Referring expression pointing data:
----------
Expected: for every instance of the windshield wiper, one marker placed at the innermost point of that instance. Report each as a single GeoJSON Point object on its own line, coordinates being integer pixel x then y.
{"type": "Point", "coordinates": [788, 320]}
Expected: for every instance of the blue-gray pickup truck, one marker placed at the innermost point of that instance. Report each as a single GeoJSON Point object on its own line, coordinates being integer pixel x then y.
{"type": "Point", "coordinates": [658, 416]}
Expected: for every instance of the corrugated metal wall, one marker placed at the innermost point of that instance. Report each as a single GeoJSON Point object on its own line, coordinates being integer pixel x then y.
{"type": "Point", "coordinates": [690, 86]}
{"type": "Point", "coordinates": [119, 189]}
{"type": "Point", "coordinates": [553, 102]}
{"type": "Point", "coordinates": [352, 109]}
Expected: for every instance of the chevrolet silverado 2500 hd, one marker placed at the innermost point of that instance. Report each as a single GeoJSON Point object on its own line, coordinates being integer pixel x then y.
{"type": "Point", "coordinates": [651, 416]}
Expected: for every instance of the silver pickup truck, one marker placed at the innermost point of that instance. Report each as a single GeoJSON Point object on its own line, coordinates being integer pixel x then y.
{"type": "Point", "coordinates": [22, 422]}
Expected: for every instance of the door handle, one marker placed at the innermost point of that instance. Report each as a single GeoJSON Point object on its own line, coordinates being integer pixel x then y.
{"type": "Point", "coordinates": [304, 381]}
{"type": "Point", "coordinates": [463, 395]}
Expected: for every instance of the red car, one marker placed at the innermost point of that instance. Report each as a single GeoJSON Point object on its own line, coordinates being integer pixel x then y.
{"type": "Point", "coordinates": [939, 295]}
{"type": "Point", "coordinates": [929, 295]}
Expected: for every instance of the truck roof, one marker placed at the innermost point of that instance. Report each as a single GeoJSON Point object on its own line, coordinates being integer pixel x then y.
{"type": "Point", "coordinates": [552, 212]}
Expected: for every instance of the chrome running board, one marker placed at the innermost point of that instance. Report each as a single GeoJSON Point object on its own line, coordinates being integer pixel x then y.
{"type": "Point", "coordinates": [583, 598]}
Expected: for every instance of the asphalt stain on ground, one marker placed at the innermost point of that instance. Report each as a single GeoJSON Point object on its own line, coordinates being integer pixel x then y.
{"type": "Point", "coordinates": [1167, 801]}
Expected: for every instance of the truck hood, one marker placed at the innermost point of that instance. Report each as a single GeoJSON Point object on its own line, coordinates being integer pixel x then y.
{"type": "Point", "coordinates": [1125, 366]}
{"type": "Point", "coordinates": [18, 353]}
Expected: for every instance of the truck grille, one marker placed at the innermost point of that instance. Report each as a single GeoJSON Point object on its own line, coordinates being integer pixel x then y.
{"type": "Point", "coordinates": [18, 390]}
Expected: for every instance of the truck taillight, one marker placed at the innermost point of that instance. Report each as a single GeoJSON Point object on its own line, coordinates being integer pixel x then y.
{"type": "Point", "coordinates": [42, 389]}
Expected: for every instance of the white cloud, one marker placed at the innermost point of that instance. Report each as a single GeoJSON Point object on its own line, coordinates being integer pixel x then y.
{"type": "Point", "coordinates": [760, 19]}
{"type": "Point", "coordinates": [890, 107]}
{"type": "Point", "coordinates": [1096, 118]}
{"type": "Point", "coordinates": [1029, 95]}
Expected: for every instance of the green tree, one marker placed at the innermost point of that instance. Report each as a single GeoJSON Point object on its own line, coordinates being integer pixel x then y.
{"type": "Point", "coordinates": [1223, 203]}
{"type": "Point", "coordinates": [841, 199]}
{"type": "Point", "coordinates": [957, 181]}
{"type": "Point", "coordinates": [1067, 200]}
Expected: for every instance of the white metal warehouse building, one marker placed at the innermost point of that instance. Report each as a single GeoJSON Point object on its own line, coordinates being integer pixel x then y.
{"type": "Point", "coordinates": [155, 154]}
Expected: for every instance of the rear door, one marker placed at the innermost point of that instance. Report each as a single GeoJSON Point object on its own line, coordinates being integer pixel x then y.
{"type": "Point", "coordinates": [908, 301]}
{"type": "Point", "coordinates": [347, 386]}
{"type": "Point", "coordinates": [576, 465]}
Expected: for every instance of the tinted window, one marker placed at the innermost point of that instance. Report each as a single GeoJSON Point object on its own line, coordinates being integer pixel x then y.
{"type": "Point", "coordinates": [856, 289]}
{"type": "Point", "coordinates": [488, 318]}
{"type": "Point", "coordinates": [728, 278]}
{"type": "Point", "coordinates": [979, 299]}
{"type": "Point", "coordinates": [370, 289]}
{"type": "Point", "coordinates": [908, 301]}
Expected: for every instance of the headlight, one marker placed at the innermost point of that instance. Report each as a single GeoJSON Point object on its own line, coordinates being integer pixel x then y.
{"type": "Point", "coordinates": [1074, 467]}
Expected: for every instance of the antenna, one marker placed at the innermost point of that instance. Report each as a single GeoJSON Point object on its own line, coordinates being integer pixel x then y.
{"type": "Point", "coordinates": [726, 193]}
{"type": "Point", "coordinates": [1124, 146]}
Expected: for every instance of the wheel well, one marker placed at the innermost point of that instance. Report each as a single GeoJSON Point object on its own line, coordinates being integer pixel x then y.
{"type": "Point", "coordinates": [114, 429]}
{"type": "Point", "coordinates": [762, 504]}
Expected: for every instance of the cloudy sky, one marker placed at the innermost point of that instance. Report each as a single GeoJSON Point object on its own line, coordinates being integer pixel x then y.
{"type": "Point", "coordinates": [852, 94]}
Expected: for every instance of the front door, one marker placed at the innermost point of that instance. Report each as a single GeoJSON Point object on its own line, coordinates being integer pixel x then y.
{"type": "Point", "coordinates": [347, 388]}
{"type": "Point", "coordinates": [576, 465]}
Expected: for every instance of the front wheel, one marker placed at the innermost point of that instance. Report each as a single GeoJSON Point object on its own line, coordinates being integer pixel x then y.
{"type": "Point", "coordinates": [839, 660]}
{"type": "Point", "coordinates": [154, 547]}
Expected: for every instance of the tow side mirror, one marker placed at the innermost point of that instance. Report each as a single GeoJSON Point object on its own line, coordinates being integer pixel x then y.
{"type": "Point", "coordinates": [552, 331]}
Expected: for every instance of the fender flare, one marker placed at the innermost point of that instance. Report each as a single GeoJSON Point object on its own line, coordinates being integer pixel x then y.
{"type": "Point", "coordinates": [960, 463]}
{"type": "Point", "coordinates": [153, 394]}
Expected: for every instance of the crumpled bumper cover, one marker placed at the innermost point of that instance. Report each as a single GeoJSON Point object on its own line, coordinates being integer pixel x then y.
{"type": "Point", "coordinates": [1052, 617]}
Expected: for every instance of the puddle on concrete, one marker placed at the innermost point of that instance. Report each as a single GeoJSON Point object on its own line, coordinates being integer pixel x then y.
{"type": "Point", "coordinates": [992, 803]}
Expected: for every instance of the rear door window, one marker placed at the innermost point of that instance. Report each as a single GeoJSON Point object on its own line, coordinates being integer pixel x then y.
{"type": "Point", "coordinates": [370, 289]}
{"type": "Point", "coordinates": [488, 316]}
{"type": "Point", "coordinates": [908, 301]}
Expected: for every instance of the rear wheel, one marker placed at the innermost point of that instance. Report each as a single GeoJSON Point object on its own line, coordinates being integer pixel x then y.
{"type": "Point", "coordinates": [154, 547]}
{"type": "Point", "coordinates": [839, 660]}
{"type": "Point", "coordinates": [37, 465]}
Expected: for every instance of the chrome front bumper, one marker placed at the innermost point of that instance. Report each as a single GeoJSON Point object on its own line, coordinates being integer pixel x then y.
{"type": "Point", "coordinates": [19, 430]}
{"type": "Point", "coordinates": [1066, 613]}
----------
▶ **WHAT TO DO**: Please retype every entry above exactly as it stands.

▶ **RESPONSE TO THIS TASK**:
Expected: for every instance of the windshield wiper, one marker placed at the innermost point of that instance. Report each as a single GeoJSON Point object on its own line, coordinates being integer pixel x then y.
{"type": "Point", "coordinates": [788, 320]}
Expected: for every instance of the blue-gray pickup truck, one marker placed at the innermost point of that instance. Report each as a single GeoJSON Point object on its own line, coordinates being integer pixel x then y.
{"type": "Point", "coordinates": [658, 416]}
Expected: for every instance of the corrugated metal wall, one marker placed at the innermost point of that instance. Report each as a single GeoJSON Point object on its own line, coordinates being integer pixel x then y.
{"type": "Point", "coordinates": [690, 86]}
{"type": "Point", "coordinates": [119, 189]}
{"type": "Point", "coordinates": [553, 102]}
{"type": "Point", "coordinates": [352, 109]}
Expected: for every instance of the chevrolet silverado 2500 hd, one marker placed at the innermost point of that instance. Report each as a single GeoJSON Point object on its own line, coordinates being integer pixel x then y.
{"type": "Point", "coordinates": [651, 416]}
Expected: for every instance of the silver pickup truck, one marker placed at the innermost point of that instance. Report each as a single GeoJSON Point object on its own line, coordinates being integer pixel x then y.
{"type": "Point", "coordinates": [22, 422]}
Expected: for every instance of the door handle, one marker placed at the innermost point of that instance. Report each as a single GeoJSON Point object on its own line, coordinates being integer pixel x then y.
{"type": "Point", "coordinates": [304, 381]}
{"type": "Point", "coordinates": [463, 395]}
Expected: for every instance of the red car, one marker placed at the innermost point of that instance. Report each as a single GeoJSON Point object on its own line, coordinates being integer pixel x then y.
{"type": "Point", "coordinates": [939, 295]}
{"type": "Point", "coordinates": [929, 295]}
Expected: for every instance of the truck roof, one marker placed at the innermost point of that instance. Report each as a single GeoJSON Point object on its own line, coordinates being integer pixel x then y.
{"type": "Point", "coordinates": [552, 212]}
Expected: for every instance of the chrome running board, one marker placed at the innermost point of that instance. Report each as a single GeoJSON Point object on its own line, coordinates being integer pixel x then y.
{"type": "Point", "coordinates": [583, 598]}
Expected: for every instance of the asphalt stain on ground, one marker placed at the innermost point of that instance. Report each as a single GeoJSON Point object on its own line, coordinates being integer pixel x then y.
{"type": "Point", "coordinates": [1167, 801]}
Expected: for every instance of the truck hood, one marker placed at the innermost point of that instance. Report each as a single GeoJSON Point object on its own line, coordinates being integer pixel x then y.
{"type": "Point", "coordinates": [1125, 366]}
{"type": "Point", "coordinates": [18, 353]}
Expected: for every instance of the truck grille, one marker placed at the innermost point of that instance. Report each as a single GeoJSON Point object on its own line, coordinates being integer pixel x then y.
{"type": "Point", "coordinates": [18, 390]}
Expected: for every instance of the truck taillight, one marker placed at the innermost point of that instance. Report each as a single GeoJSON Point object on its own line, coordinates being integer pixel x then y.
{"type": "Point", "coordinates": [42, 389]}
Expected: for every instance of the white cloud, one marker placed at the innermost point of that instance. Report each as a single GeoJSON Point object on its own line, coordinates being integer pixel x then y.
{"type": "Point", "coordinates": [760, 19]}
{"type": "Point", "coordinates": [890, 107]}
{"type": "Point", "coordinates": [1096, 118]}
{"type": "Point", "coordinates": [1029, 95]}
Expected: for every instance of the green tree, one marker placed at the innermost point of that instance. Report each as a single GeoJSON Point object on its own line, coordinates being integer pixel x then y.
{"type": "Point", "coordinates": [1223, 203]}
{"type": "Point", "coordinates": [841, 199]}
{"type": "Point", "coordinates": [957, 181]}
{"type": "Point", "coordinates": [1067, 200]}
Expected: for every instance of the white metal warehouse building, one marker placed at the innermost point of that instance. Report each as a single GeoJSON Point object on its own line, coordinates being integer pixel x then y.
{"type": "Point", "coordinates": [155, 154]}
Expected: for every instance of the rear door, one marker placed at the innermost point of that instance. Report each as a single GeoJSON Point object on its own line, coordinates being integer pixel x then y.
{"type": "Point", "coordinates": [908, 301]}
{"type": "Point", "coordinates": [347, 386]}
{"type": "Point", "coordinates": [576, 465]}
Expected: for every instance of the tinted window, one marker placed at the innermost point of that instance. Report each as a single GeoJSON Point object on its own line, coordinates being integer pixel x then y.
{"type": "Point", "coordinates": [856, 289]}
{"type": "Point", "coordinates": [488, 318]}
{"type": "Point", "coordinates": [728, 278]}
{"type": "Point", "coordinates": [979, 299]}
{"type": "Point", "coordinates": [370, 289]}
{"type": "Point", "coordinates": [908, 301]}
Expected: for every instance of the headlight, one marker placed at the innermost point of that instance. Report each as a single GeoJSON Point object on its own line, coordinates being integer pixel x then y.
{"type": "Point", "coordinates": [1074, 467]}
Expected: for every instance of the antenna, one marker placed at the innermost point of that instance. Report each as a single GeoJSON Point object on its own line, coordinates being integer pixel x then y.
{"type": "Point", "coordinates": [726, 193]}
{"type": "Point", "coordinates": [1124, 146]}
Expected: for every instance of the wheel well, one marker placed at the innermost point of that instance. Report each as a single GeoJSON Point object on its own line, coordinates being integer pixel x then y.
{"type": "Point", "coordinates": [114, 429]}
{"type": "Point", "coordinates": [762, 504]}
Expected: for every instance of the cloudy sky, one marker placed at the innermost point of that instance. Report each as a single GeoJSON Point object on its own line, coordinates being integer pixel x then y.
{"type": "Point", "coordinates": [852, 94]}
Expected: for every instance of the front door, one marker placed at the innermost point of that instance. Report each as a single GeoJSON Point object on its own line, coordinates being integer pixel x then y.
{"type": "Point", "coordinates": [347, 388]}
{"type": "Point", "coordinates": [576, 465]}
Expected: for every instance of the front wheel, one marker placed at the innermost point of that instance. Report each as a single GeoJSON Point object on its own line, coordinates being integer pixel x then y.
{"type": "Point", "coordinates": [839, 660]}
{"type": "Point", "coordinates": [154, 547]}
Expected: for every instance of the tow side mirror, one marker placed at the innermost point of that instance. Report each as a single GeoJSON Point object on its own line, coordinates being integer pixel x then y.
{"type": "Point", "coordinates": [552, 331]}
Expected: for every instance of the fender flare, one marker placed at the innermost point of that instance. Report each as a single GeoJSON Point object on its own line, coordinates being integer pixel x then y.
{"type": "Point", "coordinates": [960, 463]}
{"type": "Point", "coordinates": [153, 394]}
Expected: for every instance of the crumpled bumper cover, one marker placed at the innermost point of that instance. Report each as a single GeoJSON Point object on its own line, coordinates being integer pixel x then y.
{"type": "Point", "coordinates": [1052, 617]}
Expected: for every instance of the puddle on concrete, one marker placed at the innermost point of that instance. Report each as a single GeoJSON Point object on its own line, coordinates being integer pixel x then y.
{"type": "Point", "coordinates": [992, 803]}
Expected: for every instance of the rear door window, one marker placed at the innermost point of that instance. Report each as a single GeoJSON Point object on its own line, coordinates being integer pixel x then y.
{"type": "Point", "coordinates": [370, 289]}
{"type": "Point", "coordinates": [488, 316]}
{"type": "Point", "coordinates": [908, 301]}
Expected: for every instance of the rear wheel, one marker placed at the innermost point of that instance. Report each as a single GeoJSON Point object on its own line, coordinates being integer pixel x then y.
{"type": "Point", "coordinates": [154, 547]}
{"type": "Point", "coordinates": [839, 660]}
{"type": "Point", "coordinates": [37, 465]}
Expected: for every instance of the chrome front bumper, one marker placed at the innermost point of that instance. Report each as a single GeoJSON Point object on its own line, coordinates being integer pixel x then y.
{"type": "Point", "coordinates": [19, 430]}
{"type": "Point", "coordinates": [1066, 613]}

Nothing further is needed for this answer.